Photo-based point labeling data
============================================================

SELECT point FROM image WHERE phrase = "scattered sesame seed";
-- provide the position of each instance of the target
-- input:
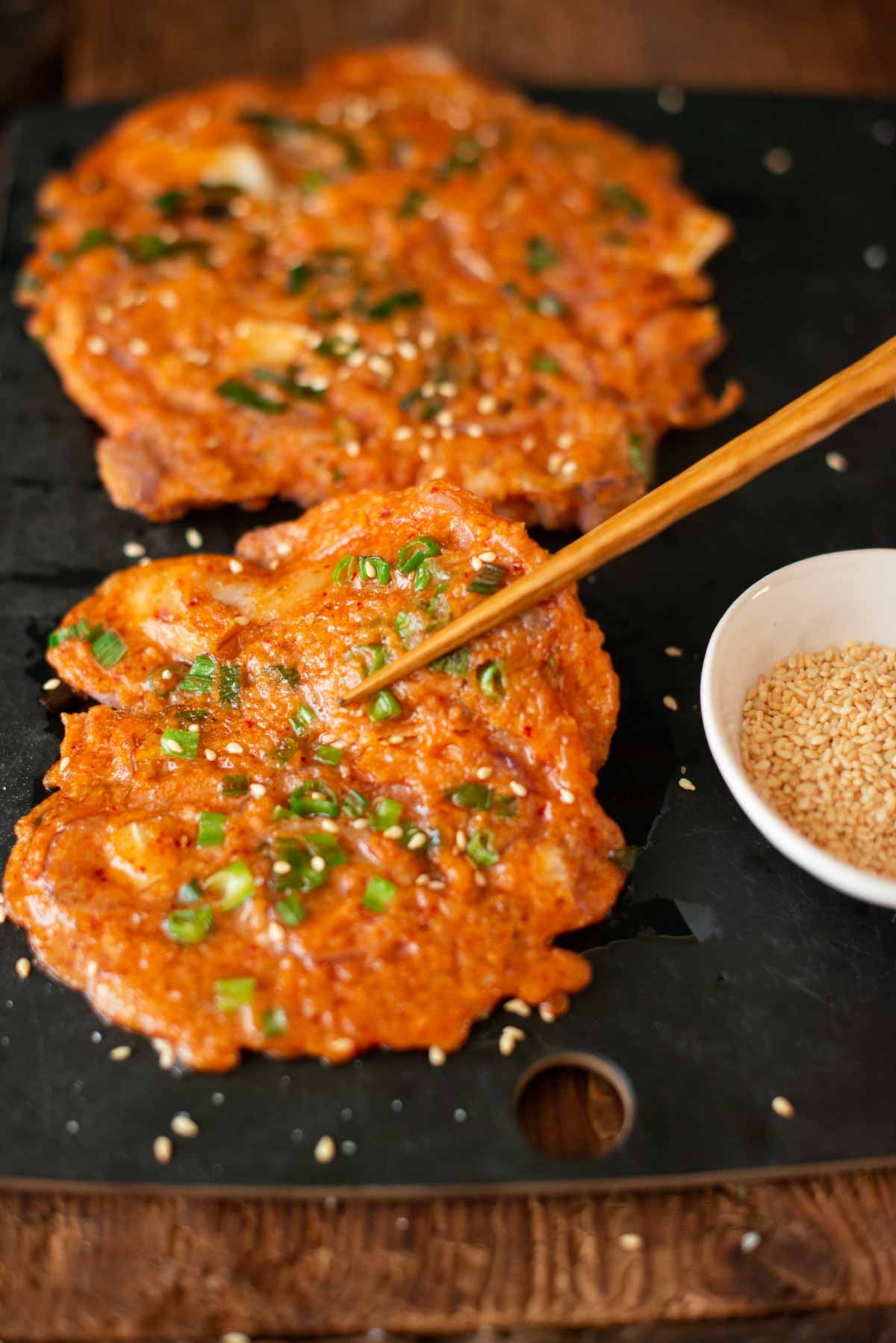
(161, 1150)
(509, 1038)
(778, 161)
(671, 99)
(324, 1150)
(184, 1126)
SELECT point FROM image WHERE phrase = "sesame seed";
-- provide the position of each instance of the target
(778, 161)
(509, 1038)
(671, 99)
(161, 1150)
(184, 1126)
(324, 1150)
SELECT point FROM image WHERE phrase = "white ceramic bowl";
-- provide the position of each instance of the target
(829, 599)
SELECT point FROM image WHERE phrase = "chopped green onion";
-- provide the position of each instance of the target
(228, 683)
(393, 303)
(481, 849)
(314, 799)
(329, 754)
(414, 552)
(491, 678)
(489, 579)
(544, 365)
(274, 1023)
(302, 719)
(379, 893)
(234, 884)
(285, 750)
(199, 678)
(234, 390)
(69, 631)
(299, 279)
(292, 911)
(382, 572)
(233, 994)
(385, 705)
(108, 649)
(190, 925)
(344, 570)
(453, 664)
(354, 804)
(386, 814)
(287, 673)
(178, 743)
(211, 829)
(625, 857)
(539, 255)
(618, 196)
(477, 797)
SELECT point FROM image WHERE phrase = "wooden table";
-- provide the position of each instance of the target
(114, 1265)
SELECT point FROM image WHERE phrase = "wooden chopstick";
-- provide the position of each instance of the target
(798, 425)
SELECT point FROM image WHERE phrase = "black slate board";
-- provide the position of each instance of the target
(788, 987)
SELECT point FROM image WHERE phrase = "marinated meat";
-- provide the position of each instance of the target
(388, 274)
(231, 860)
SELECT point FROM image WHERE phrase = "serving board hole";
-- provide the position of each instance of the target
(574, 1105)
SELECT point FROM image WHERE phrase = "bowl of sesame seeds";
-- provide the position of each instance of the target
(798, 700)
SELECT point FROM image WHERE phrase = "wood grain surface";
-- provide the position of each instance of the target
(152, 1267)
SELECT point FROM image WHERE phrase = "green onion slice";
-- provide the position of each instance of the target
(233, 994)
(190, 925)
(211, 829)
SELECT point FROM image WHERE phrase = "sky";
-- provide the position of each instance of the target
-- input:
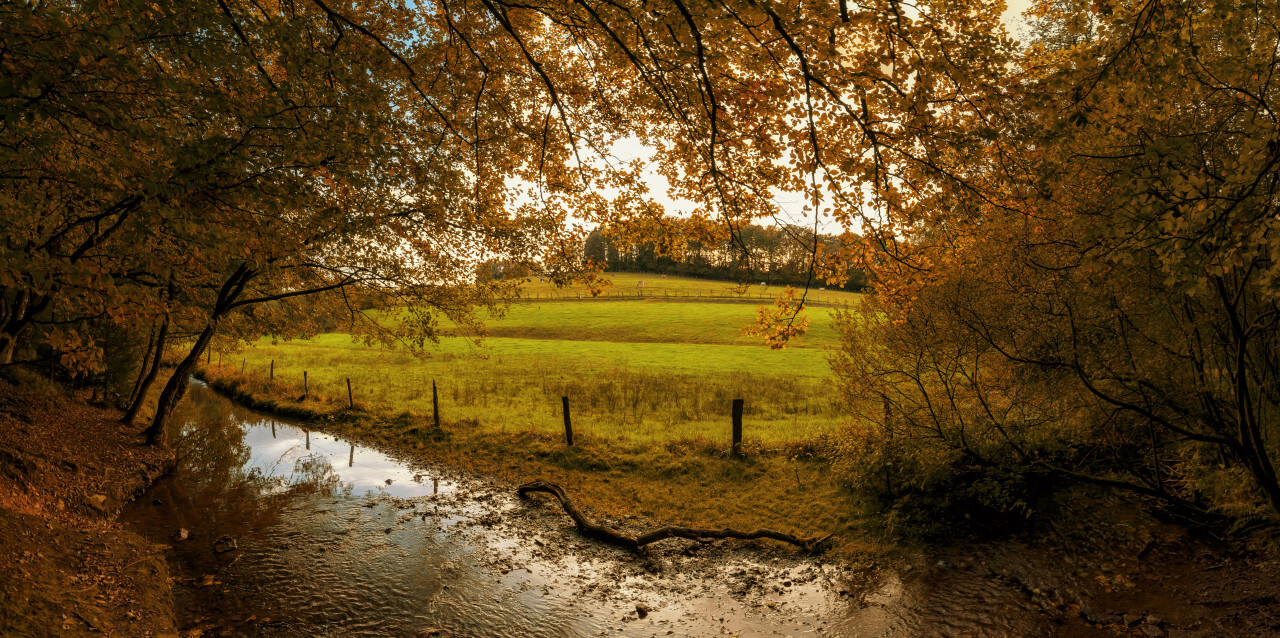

============================================================

Restate each line of the records exactly; pictures do not belong in the copy.

**Result for this task:**
SELECT point FROM image WHERE phrase = "scattered sesame seed";
-- provide the position of each instance of the target
-- input:
(161, 1150)
(509, 1038)
(778, 161)
(671, 99)
(324, 1150)
(184, 1126)
SELECT point FROM image WHERE phrase = "sesame seed";
-- provide the position of each instance of the target
(778, 161)
(509, 1038)
(671, 99)
(161, 1150)
(184, 1126)
(324, 1150)
SELECT point FROM image WHERE phrase = "white ceramic bowl";
-- provide the position of each instance of the target
(829, 599)
SELECT point FROM image WHERE phrase = "chopped green onion";
-- provide the position of each instance of the target
(228, 683)
(393, 303)
(481, 849)
(314, 799)
(329, 754)
(414, 552)
(491, 678)
(489, 579)
(544, 365)
(274, 1023)
(302, 719)
(379, 893)
(234, 884)
(285, 750)
(199, 678)
(234, 390)
(69, 631)
(299, 279)
(292, 911)
(382, 572)
(233, 994)
(385, 705)
(108, 649)
(190, 925)
(344, 570)
(453, 664)
(354, 804)
(386, 814)
(287, 673)
(178, 743)
(211, 829)
(625, 857)
(539, 255)
(618, 196)
(477, 797)
SELECT point FROM image WHERE phrase = "wooden table";
-- provide the position of each instance of the target
(114, 1265)
SELECT point FROM image WHERE phrase = "wooden chopstick";
-- provide the position of each instance of the target
(798, 425)
SELECT point FROM image WHERE phrase = "black slate board";
-- provide the position of each instance of the target
(788, 987)
SELECT point FROM image WHERE phrase = "marinated meat";
-- provide the position of each instance of the target
(388, 274)
(231, 860)
SELECT point FROM image WHERE phrase = "serving board hole";
-- provide the position of each instance of the target
(574, 1105)
SELECT point FROM image WHERE phrase = "bowl of sesame seeds";
-- provide the position of each instance of the target
(798, 700)
SELECT point FROM image WHERE phrase = "wood grain surface";
-- provide the position of each instance of the target
(152, 1267)
SELECT point FROM image WHERE phrase = "green onion slice";
-- provide the position of each instance of the target
(233, 994)
(190, 925)
(211, 829)
SELECT point FROM image WHERE phrase = "sky";
-- provide the position of each instance of the target
-- input:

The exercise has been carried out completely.